■ **Aim of the exercise**:
Give the number of lines in the data below that contain "background", with no other words.

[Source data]
..........

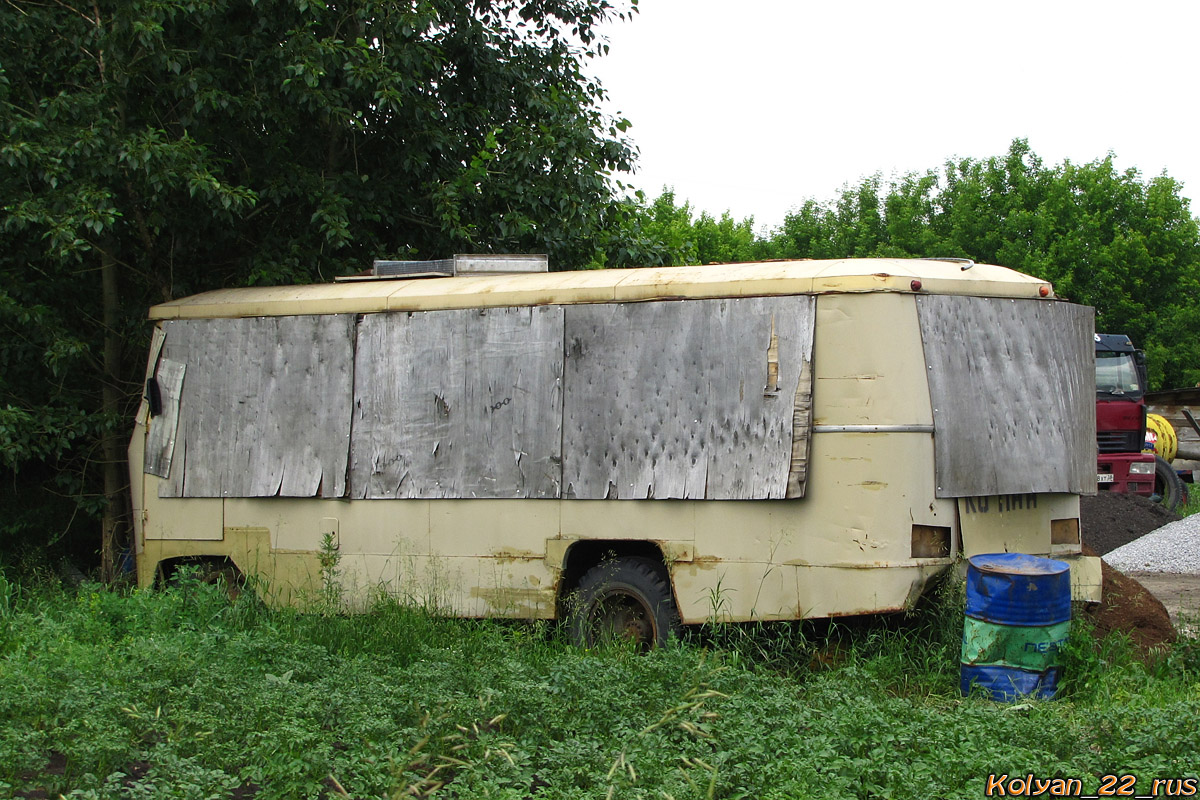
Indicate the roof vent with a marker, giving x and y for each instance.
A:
(461, 264)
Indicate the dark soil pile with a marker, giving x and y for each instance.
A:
(1128, 607)
(1109, 521)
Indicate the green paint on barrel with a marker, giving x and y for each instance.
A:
(1018, 618)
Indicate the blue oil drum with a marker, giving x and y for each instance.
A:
(1017, 621)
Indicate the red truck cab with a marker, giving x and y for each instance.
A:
(1121, 417)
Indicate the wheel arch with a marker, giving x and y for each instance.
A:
(586, 553)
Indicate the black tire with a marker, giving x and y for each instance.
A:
(623, 599)
(1168, 487)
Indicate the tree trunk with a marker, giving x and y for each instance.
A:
(115, 519)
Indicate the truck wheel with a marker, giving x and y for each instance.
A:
(625, 599)
(1168, 486)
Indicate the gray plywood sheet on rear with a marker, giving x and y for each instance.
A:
(1013, 388)
(459, 404)
(691, 400)
(265, 407)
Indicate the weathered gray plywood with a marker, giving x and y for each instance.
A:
(265, 408)
(459, 404)
(161, 439)
(687, 398)
(1014, 398)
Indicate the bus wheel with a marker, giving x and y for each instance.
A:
(1168, 486)
(625, 599)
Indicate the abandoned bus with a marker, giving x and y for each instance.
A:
(630, 450)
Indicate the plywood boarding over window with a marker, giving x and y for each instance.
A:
(693, 400)
(459, 404)
(1013, 389)
(697, 400)
(265, 405)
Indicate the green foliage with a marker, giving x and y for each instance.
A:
(183, 693)
(159, 148)
(1105, 238)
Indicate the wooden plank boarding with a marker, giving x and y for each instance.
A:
(459, 404)
(265, 408)
(688, 400)
(163, 428)
(997, 368)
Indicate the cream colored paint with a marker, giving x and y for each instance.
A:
(607, 286)
(844, 548)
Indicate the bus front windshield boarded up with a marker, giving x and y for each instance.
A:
(617, 447)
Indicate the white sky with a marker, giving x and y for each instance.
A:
(755, 106)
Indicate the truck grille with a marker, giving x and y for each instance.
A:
(1119, 441)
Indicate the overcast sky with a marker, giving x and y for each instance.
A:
(756, 106)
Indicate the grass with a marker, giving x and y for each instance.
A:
(181, 693)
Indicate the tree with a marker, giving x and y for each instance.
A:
(157, 148)
(1104, 238)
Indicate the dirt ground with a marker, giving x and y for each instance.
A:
(1146, 606)
(1180, 594)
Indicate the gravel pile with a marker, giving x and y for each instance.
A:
(1174, 547)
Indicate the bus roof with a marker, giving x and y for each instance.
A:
(759, 278)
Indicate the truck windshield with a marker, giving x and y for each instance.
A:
(1116, 373)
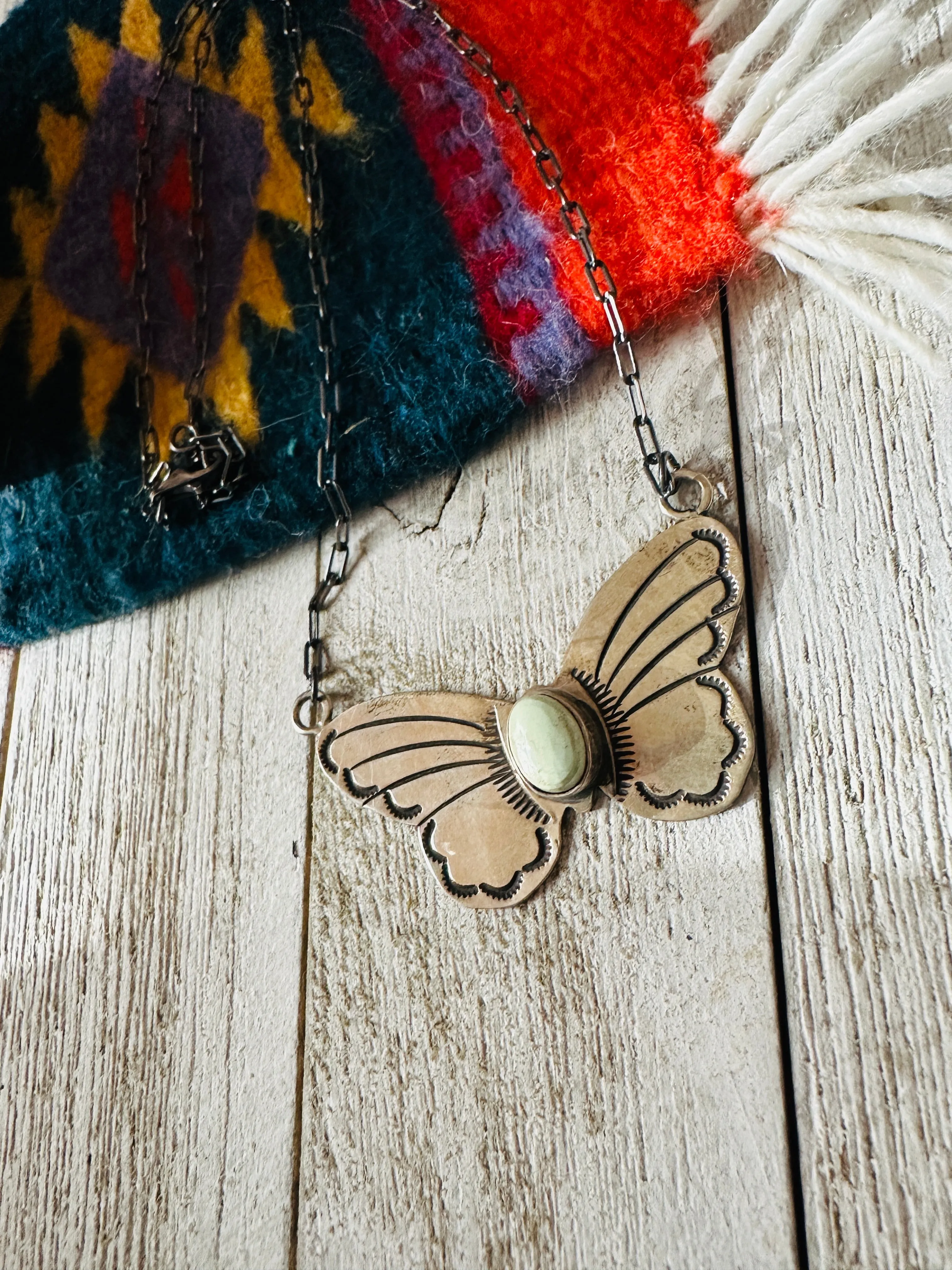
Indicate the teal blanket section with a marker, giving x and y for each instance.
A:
(421, 386)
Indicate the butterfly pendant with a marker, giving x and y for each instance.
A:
(638, 710)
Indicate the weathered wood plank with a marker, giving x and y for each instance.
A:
(593, 1079)
(150, 935)
(848, 463)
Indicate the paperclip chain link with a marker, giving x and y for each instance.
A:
(315, 700)
(660, 465)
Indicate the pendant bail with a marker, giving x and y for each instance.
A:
(705, 495)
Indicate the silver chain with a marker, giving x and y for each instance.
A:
(205, 464)
(660, 465)
(315, 700)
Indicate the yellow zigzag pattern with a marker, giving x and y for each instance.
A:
(63, 136)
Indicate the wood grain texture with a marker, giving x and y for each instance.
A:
(593, 1079)
(150, 935)
(848, 469)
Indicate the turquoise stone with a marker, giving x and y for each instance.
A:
(547, 743)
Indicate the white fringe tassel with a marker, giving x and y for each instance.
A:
(791, 110)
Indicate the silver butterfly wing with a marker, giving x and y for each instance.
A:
(647, 656)
(434, 760)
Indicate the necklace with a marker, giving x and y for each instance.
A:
(639, 709)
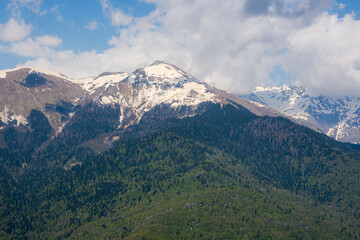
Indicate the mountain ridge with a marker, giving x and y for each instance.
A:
(336, 117)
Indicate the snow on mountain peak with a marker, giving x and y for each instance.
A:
(160, 69)
(337, 117)
(3, 73)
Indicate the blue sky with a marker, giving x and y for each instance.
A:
(233, 44)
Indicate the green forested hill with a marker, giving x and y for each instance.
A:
(225, 174)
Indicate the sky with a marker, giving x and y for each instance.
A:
(234, 44)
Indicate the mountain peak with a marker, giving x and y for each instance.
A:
(3, 73)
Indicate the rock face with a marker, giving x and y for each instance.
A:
(161, 89)
(339, 118)
(138, 92)
(25, 89)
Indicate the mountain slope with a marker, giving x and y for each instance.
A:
(239, 173)
(337, 117)
(25, 89)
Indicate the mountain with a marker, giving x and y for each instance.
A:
(157, 154)
(25, 89)
(338, 118)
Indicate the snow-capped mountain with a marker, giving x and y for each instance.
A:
(138, 92)
(25, 89)
(337, 117)
(132, 94)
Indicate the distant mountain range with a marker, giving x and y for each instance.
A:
(338, 118)
(158, 154)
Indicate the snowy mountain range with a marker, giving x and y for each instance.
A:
(338, 118)
(132, 94)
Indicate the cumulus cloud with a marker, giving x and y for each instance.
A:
(14, 30)
(118, 17)
(40, 47)
(232, 44)
(326, 55)
(16, 5)
(92, 25)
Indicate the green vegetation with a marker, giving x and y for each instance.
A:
(225, 174)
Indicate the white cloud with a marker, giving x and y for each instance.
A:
(230, 44)
(326, 55)
(14, 30)
(92, 25)
(15, 6)
(40, 47)
(118, 17)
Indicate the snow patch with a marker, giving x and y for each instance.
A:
(91, 84)
(3, 73)
(163, 70)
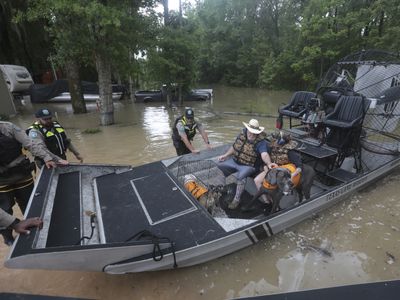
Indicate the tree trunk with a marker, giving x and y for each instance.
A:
(105, 103)
(180, 96)
(75, 87)
(166, 12)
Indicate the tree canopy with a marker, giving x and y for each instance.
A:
(277, 44)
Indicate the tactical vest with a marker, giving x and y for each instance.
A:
(190, 130)
(55, 138)
(295, 180)
(245, 152)
(10, 149)
(279, 154)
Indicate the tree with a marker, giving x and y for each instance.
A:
(171, 59)
(102, 33)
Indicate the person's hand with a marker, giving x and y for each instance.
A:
(23, 226)
(222, 157)
(50, 164)
(79, 157)
(63, 162)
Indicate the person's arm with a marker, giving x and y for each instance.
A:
(295, 159)
(6, 219)
(75, 151)
(36, 147)
(184, 138)
(262, 148)
(227, 154)
(204, 135)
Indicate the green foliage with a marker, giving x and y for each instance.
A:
(280, 44)
(171, 60)
(84, 29)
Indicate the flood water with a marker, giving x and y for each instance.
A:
(359, 238)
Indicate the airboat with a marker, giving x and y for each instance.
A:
(123, 219)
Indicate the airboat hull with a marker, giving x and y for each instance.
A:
(127, 201)
(120, 219)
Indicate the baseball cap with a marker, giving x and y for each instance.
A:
(189, 113)
(43, 113)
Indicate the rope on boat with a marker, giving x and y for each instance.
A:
(92, 226)
(158, 255)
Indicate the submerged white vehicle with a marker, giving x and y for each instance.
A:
(119, 219)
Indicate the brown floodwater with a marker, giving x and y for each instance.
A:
(360, 236)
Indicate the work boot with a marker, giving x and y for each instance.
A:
(8, 238)
(234, 203)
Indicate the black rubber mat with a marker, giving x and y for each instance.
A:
(342, 175)
(65, 221)
(163, 198)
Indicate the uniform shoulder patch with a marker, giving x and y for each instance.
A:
(33, 134)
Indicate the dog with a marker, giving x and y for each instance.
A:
(278, 182)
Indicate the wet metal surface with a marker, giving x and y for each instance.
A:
(358, 233)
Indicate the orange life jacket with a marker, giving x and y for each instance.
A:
(195, 189)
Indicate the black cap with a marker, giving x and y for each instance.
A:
(189, 113)
(43, 113)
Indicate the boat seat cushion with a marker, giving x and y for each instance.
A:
(297, 105)
(349, 112)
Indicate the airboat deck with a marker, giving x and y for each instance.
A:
(122, 219)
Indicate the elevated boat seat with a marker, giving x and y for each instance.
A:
(345, 126)
(348, 113)
(297, 105)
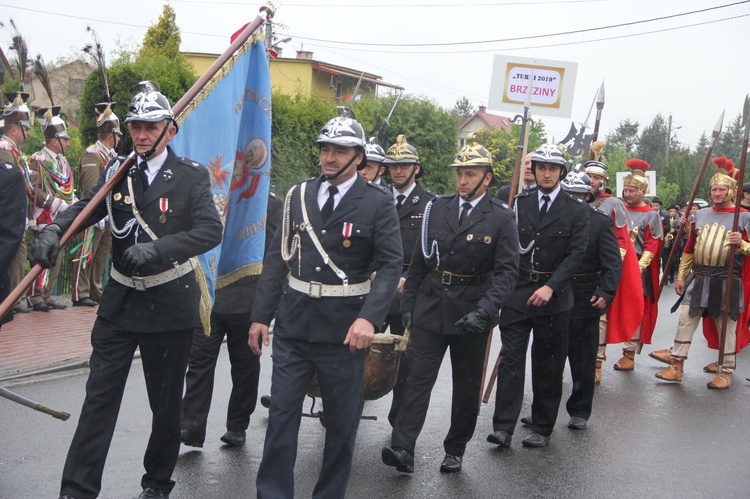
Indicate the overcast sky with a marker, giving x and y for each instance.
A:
(690, 66)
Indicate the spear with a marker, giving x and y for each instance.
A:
(714, 136)
(599, 107)
(733, 248)
(266, 12)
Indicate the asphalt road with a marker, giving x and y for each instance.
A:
(646, 438)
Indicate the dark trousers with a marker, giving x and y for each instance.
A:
(467, 361)
(548, 353)
(199, 380)
(583, 340)
(395, 324)
(341, 378)
(164, 357)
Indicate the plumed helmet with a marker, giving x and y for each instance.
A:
(374, 151)
(637, 177)
(51, 123)
(596, 168)
(342, 131)
(550, 153)
(402, 152)
(17, 112)
(473, 154)
(149, 105)
(106, 119)
(577, 182)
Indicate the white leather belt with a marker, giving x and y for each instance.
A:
(149, 281)
(317, 290)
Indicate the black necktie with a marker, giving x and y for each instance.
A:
(328, 206)
(545, 206)
(399, 201)
(144, 176)
(464, 212)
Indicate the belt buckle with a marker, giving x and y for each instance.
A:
(315, 290)
(139, 283)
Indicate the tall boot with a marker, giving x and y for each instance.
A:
(627, 362)
(672, 372)
(598, 372)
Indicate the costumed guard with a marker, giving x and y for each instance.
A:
(52, 195)
(706, 254)
(647, 236)
(97, 240)
(404, 168)
(17, 125)
(624, 314)
(462, 270)
(316, 282)
(161, 215)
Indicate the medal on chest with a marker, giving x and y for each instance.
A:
(347, 232)
(163, 206)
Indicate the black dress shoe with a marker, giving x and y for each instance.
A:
(500, 437)
(400, 458)
(451, 463)
(85, 302)
(535, 440)
(41, 307)
(234, 438)
(577, 423)
(152, 493)
(191, 438)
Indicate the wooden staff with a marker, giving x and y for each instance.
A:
(714, 136)
(266, 12)
(733, 248)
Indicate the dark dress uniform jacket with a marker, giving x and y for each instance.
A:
(410, 217)
(192, 227)
(13, 203)
(559, 245)
(374, 237)
(486, 243)
(602, 256)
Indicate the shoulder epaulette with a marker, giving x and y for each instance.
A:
(188, 162)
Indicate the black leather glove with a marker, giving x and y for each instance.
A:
(137, 256)
(475, 322)
(406, 320)
(47, 247)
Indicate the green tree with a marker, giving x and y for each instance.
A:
(624, 136)
(463, 108)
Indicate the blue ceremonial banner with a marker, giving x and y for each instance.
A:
(228, 129)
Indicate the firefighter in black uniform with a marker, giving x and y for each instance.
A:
(552, 228)
(317, 284)
(410, 198)
(463, 268)
(161, 215)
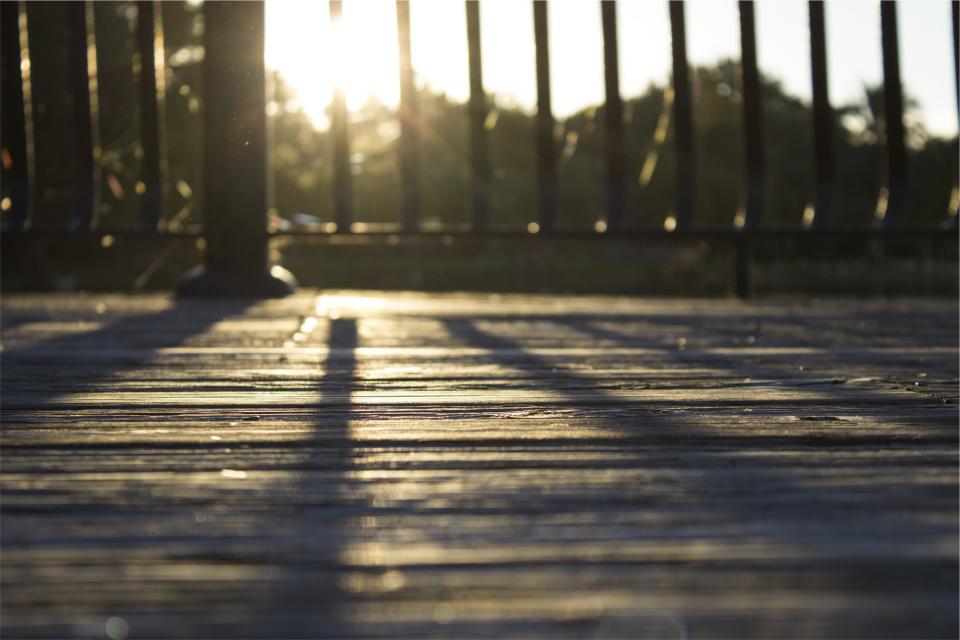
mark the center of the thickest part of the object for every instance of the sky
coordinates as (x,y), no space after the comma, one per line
(362,52)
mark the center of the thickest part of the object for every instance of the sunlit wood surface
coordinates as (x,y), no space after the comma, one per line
(471,465)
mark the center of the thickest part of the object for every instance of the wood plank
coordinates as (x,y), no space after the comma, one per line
(347,464)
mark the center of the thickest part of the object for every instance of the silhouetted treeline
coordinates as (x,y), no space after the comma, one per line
(302,156)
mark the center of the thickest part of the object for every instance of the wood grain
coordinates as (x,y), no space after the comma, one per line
(366,464)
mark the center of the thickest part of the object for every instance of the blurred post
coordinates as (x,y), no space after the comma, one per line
(545,148)
(893,118)
(83,92)
(342,178)
(151,85)
(822,118)
(479,158)
(235,158)
(953,214)
(752,118)
(616,170)
(16,168)
(409,123)
(683,120)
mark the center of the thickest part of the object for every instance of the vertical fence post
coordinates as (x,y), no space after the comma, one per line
(14,124)
(342,178)
(822,118)
(151,86)
(893,117)
(546,151)
(755,160)
(953,214)
(683,120)
(613,106)
(235,157)
(80,58)
(752,117)
(479,157)
(409,123)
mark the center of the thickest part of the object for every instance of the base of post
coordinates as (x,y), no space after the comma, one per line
(275,282)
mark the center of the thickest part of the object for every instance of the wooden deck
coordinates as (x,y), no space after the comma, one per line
(470,465)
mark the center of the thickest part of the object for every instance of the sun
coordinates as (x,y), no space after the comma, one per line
(358,52)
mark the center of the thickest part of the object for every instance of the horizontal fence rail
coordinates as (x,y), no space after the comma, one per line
(235,141)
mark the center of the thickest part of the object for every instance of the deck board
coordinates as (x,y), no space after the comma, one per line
(364,464)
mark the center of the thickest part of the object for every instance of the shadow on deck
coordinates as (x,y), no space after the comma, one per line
(411,465)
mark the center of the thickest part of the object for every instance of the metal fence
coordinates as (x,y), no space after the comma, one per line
(235,141)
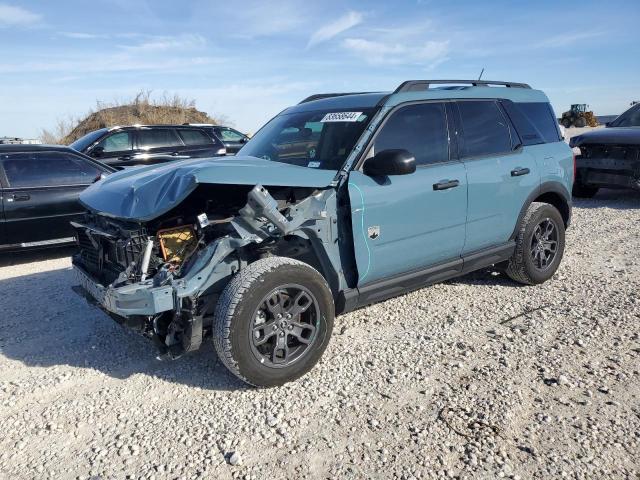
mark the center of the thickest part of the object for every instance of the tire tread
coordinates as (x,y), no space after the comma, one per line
(230,298)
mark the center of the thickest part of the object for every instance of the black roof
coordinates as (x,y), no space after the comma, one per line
(25,147)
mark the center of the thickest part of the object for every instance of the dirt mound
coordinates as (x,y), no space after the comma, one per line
(142,110)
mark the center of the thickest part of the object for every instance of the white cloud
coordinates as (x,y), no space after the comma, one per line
(426,53)
(183,42)
(569,38)
(82,35)
(339,25)
(17,16)
(109,64)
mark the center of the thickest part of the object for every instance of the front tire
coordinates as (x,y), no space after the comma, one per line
(539,245)
(273,321)
(580,122)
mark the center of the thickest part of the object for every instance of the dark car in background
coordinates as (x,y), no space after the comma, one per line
(232,139)
(609,157)
(39,187)
(148,144)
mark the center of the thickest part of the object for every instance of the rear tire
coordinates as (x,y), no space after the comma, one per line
(273,321)
(584,191)
(539,245)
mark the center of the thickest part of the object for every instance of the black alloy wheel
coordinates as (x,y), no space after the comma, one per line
(284,326)
(544,244)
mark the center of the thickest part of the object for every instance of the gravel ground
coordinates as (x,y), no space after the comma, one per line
(474,378)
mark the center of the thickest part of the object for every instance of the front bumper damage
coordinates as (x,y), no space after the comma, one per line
(143,303)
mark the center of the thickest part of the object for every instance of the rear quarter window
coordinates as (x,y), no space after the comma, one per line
(194,137)
(486,130)
(45,169)
(541,116)
(534,121)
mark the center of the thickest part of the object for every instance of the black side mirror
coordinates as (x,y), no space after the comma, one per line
(97,152)
(390,162)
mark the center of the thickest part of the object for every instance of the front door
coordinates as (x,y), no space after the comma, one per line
(410,222)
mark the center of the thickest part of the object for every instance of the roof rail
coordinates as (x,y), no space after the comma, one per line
(418,85)
(320,96)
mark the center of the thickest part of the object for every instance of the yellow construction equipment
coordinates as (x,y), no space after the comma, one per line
(578,116)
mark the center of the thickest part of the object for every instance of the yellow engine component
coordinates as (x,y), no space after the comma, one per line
(177,243)
(591,119)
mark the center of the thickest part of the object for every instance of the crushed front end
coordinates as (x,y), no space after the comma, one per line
(163,277)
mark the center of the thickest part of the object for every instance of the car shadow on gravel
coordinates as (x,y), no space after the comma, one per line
(43,323)
(486,276)
(611,198)
(21,257)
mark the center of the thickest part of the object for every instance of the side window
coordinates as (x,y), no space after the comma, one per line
(47,169)
(157,138)
(230,135)
(542,117)
(486,130)
(117,142)
(421,129)
(195,137)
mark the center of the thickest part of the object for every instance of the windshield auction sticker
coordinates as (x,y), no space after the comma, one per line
(341,117)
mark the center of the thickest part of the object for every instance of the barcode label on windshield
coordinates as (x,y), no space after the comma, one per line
(341,117)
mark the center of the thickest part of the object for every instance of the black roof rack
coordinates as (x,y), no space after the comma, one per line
(320,96)
(418,85)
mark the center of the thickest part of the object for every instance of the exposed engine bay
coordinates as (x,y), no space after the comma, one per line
(163,277)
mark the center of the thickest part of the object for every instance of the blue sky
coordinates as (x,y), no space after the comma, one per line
(249,60)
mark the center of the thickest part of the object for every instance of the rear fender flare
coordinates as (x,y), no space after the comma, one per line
(556,188)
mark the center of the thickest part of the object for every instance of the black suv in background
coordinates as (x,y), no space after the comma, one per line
(39,188)
(148,144)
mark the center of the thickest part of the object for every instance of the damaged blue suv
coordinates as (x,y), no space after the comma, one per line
(338,202)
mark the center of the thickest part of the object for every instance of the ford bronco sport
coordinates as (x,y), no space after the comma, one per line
(260,252)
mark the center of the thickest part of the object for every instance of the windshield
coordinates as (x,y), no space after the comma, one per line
(82,143)
(630,118)
(319,139)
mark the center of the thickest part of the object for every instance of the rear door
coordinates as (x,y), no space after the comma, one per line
(500,172)
(41,196)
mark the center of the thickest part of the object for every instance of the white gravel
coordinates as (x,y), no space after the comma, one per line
(474,378)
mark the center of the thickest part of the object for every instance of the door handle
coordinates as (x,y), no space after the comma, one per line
(446,184)
(19,197)
(518,172)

..........

■ **Written solution**:
2